#### Records shown

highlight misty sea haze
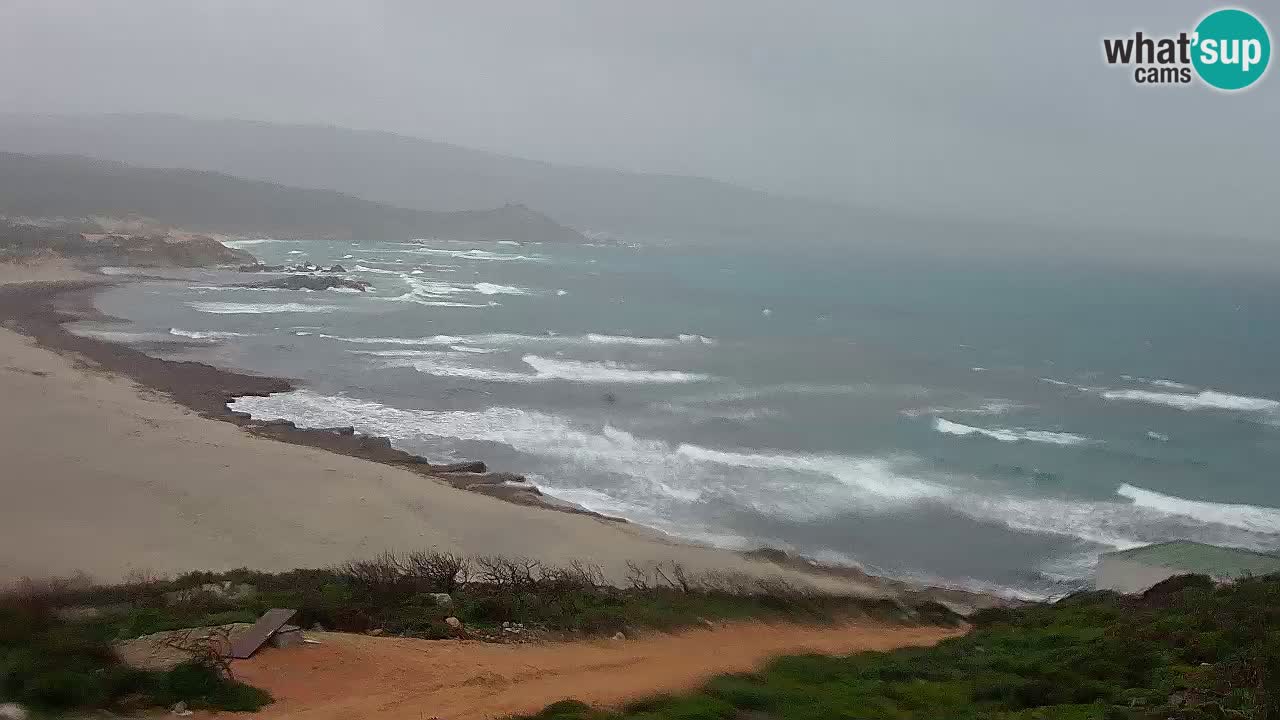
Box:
[87,241,1280,597]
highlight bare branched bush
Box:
[475,555,541,592]
[627,560,653,591]
[398,552,471,593]
[160,628,234,680]
[538,560,608,594]
[334,552,404,594]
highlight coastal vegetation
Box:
[514,575,1280,720]
[0,552,959,710]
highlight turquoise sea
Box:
[87,240,1280,596]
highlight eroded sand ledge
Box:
[0,268,896,596]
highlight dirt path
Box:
[225,623,959,720]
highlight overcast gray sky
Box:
[0,0,1280,241]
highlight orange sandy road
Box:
[222,623,963,720]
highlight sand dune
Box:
[225,623,963,720]
[0,264,886,594]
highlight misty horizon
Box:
[0,3,1280,241]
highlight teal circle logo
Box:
[1192,8,1271,90]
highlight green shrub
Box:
[509,575,1280,720]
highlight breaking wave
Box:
[1116,483,1280,533]
[373,345,712,384]
[169,328,251,340]
[521,355,712,383]
[933,418,1092,445]
[221,237,282,250]
[187,302,342,315]
[312,333,716,347]
[1102,389,1280,413]
[225,389,1280,550]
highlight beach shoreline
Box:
[0,278,626,515]
[0,260,1006,607]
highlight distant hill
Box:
[0,114,867,236]
[0,152,585,242]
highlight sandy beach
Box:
[0,263,892,594]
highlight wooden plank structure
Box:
[227,607,298,660]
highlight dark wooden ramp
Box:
[227,607,298,660]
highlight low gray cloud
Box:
[0,0,1280,241]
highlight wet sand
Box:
[0,268,900,596]
[225,623,964,720]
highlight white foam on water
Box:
[471,283,531,295]
[521,355,712,383]
[1138,378,1196,389]
[319,333,467,345]
[233,389,1280,558]
[397,247,547,263]
[70,328,197,345]
[676,333,718,345]
[169,328,252,340]
[585,333,680,346]
[187,302,342,315]
[1102,389,1280,413]
[933,418,1093,446]
[221,237,283,250]
[1116,483,1280,533]
[313,333,716,347]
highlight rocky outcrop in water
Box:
[236,275,372,292]
[0,219,255,268]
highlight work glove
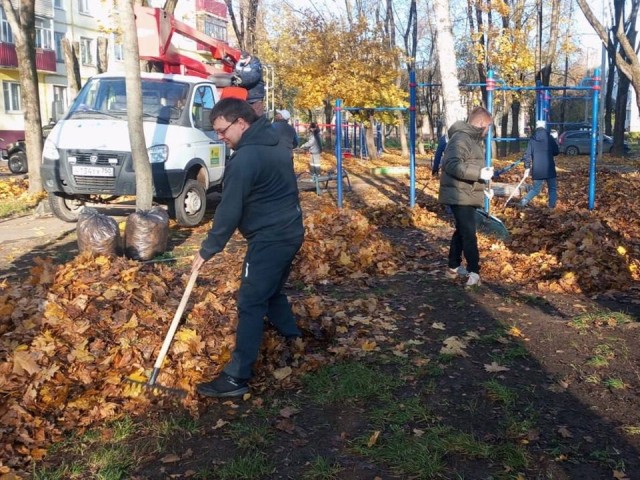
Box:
[480,167,493,182]
[231,74,242,86]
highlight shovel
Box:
[504,168,529,208]
[476,180,509,240]
[125,270,198,397]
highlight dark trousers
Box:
[449,205,480,273]
[224,240,302,379]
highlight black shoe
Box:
[196,372,249,397]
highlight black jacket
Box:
[200,116,304,260]
[524,127,560,180]
[273,119,298,150]
[438,121,485,207]
[235,55,265,103]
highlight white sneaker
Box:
[445,265,469,280]
[465,272,480,287]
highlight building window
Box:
[0,8,13,43]
[78,0,91,15]
[80,37,94,65]
[2,82,22,112]
[113,43,124,62]
[53,32,64,63]
[36,17,52,50]
[51,85,67,122]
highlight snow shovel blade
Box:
[504,168,529,208]
[476,208,509,240]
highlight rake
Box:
[125,270,198,397]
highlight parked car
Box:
[558,130,630,155]
[2,123,55,173]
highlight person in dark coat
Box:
[191,98,304,397]
[431,133,448,177]
[273,110,298,153]
[231,51,265,116]
[438,107,493,287]
[520,120,560,208]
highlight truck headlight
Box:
[147,145,169,163]
[42,139,60,160]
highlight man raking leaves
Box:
[192,98,304,397]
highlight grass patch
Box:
[569,310,634,333]
[303,362,403,405]
[227,421,273,450]
[353,425,528,480]
[369,397,433,427]
[87,445,135,480]
[208,452,275,480]
[302,456,343,480]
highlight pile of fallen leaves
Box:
[0,218,394,473]
[0,177,29,200]
[292,204,399,283]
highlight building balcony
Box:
[0,43,56,72]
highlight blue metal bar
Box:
[484,69,496,213]
[589,68,600,210]
[409,69,416,208]
[336,98,342,208]
[342,107,408,112]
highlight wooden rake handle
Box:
[153,270,198,370]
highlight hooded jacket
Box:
[272,119,298,150]
[235,55,265,103]
[438,121,485,207]
[524,127,560,180]
[200,116,304,260]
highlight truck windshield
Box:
[67,77,189,122]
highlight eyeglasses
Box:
[214,118,238,137]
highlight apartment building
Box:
[0,0,229,148]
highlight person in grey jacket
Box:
[438,107,493,287]
[520,120,560,208]
[300,122,322,175]
[273,110,298,153]
[191,98,304,397]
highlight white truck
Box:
[41,7,246,226]
[41,73,226,226]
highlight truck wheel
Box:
[9,152,27,173]
[169,180,207,227]
[49,193,84,223]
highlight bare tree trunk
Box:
[434,0,466,128]
[98,37,109,73]
[224,0,260,53]
[2,0,43,193]
[62,38,82,100]
[119,0,153,210]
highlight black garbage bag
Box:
[124,207,169,261]
[76,208,120,257]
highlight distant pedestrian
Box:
[300,122,322,175]
[520,120,560,208]
[438,107,493,287]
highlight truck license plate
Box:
[71,165,113,177]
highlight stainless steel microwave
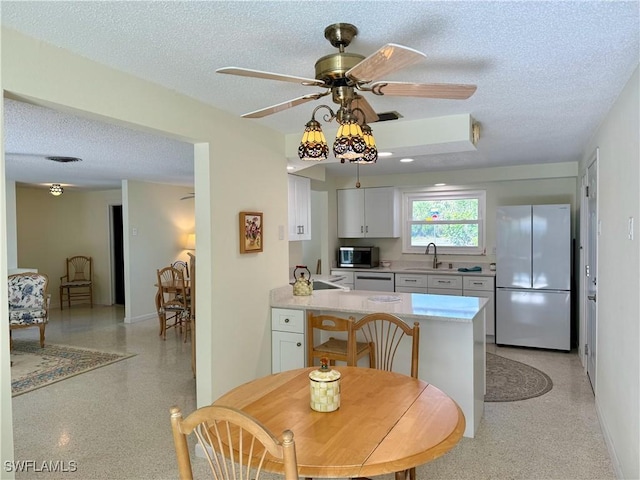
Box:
[338,246,380,268]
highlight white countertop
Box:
[331,262,496,277]
[271,285,487,323]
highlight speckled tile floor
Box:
[7,306,615,480]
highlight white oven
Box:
[353,272,395,292]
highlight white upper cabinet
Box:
[338,187,400,238]
[288,175,311,240]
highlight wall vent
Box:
[376,111,402,123]
[47,157,82,163]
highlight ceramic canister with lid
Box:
[309,358,340,412]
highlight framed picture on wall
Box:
[240,212,264,253]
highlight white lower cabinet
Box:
[271,308,306,373]
[427,274,462,295]
[396,273,427,293]
[464,276,496,337]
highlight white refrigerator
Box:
[496,205,571,351]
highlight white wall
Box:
[16,186,122,308]
[122,180,195,323]
[581,64,640,479]
[4,181,18,268]
[0,28,288,468]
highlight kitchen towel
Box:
[458,266,482,272]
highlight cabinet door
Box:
[364,187,400,238]
[288,175,311,241]
[271,331,305,373]
[338,189,364,238]
[464,288,496,336]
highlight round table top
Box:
[214,367,465,478]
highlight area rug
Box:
[484,352,553,402]
[11,340,135,397]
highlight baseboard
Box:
[124,312,158,323]
[587,396,624,478]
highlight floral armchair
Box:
[9,273,51,347]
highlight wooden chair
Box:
[171,405,298,480]
[307,312,373,367]
[353,313,420,480]
[171,260,189,278]
[187,252,196,378]
[60,255,93,310]
[156,267,191,340]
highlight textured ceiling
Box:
[1,0,640,188]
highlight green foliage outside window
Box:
[409,198,479,247]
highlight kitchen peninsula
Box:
[271,285,487,437]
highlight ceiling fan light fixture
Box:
[298,117,329,162]
[349,123,378,165]
[49,183,64,197]
[333,114,367,163]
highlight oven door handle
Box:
[356,275,393,282]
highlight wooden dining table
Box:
[214,366,465,478]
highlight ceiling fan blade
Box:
[216,67,325,86]
[242,91,330,118]
[370,82,478,100]
[345,43,427,83]
[351,95,378,123]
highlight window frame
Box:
[401,190,487,255]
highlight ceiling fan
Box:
[216,23,476,123]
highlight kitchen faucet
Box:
[424,242,442,268]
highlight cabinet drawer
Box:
[396,273,427,291]
[396,287,427,293]
[427,275,462,290]
[271,308,304,333]
[428,288,462,297]
[463,277,495,292]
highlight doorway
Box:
[584,149,599,392]
[109,205,125,305]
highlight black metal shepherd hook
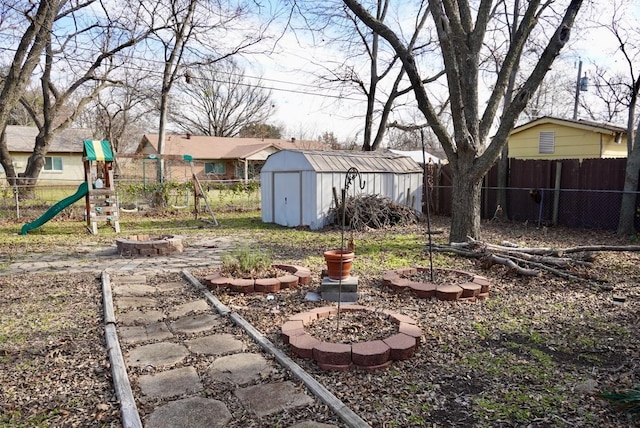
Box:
[336,166,366,332]
[340,166,366,251]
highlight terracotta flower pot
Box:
[324,250,355,281]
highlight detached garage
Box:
[260,150,423,230]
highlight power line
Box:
[0,32,370,101]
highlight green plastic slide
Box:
[20,181,89,235]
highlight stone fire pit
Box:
[116,235,184,256]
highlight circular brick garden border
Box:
[203,264,311,293]
[116,235,184,256]
[382,267,491,302]
[282,305,422,371]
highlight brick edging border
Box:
[382,267,491,302]
[202,264,311,293]
[282,305,422,371]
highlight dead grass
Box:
[0,214,640,428]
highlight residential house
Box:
[136,134,329,181]
[509,116,627,160]
[0,126,93,185]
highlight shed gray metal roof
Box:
[278,150,422,174]
[6,125,93,154]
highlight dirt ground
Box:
[0,222,640,428]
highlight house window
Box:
[44,156,62,171]
[204,162,227,175]
[538,131,556,153]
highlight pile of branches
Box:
[329,195,420,230]
[431,238,640,280]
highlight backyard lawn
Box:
[0,209,640,428]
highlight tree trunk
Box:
[157,88,169,184]
[0,127,17,186]
[617,141,640,235]
[495,144,509,220]
[449,168,482,242]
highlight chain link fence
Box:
[0,179,260,221]
[423,186,640,231]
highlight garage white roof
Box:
[262,150,422,174]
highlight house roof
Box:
[136,134,329,159]
[262,150,422,174]
[6,125,93,154]
[83,140,114,162]
[389,149,448,164]
[510,116,627,135]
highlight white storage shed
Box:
[260,150,423,230]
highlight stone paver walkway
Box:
[110,272,338,428]
[0,237,368,428]
[0,237,236,275]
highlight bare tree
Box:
[170,58,274,137]
[10,3,155,192]
[148,0,268,181]
[75,65,157,152]
[343,0,582,242]
[298,0,444,151]
[0,0,57,185]
[600,2,640,235]
[238,123,282,139]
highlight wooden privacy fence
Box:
[423,159,640,230]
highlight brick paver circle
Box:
[282,305,422,370]
[202,264,311,293]
[382,267,491,302]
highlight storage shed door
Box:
[273,172,302,226]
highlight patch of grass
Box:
[471,321,491,340]
[472,385,562,423]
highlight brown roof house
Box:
[136,134,329,181]
[0,125,93,185]
[509,116,627,160]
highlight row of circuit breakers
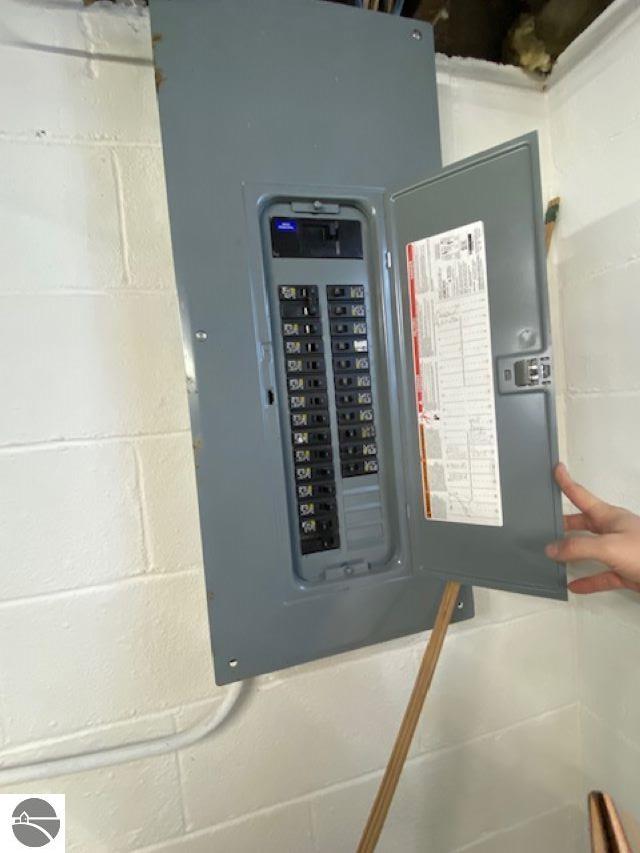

########

• _Aim of the task_
Please count the lines in the records that contain the string "brick" and give only that number.

• _Correct result_
3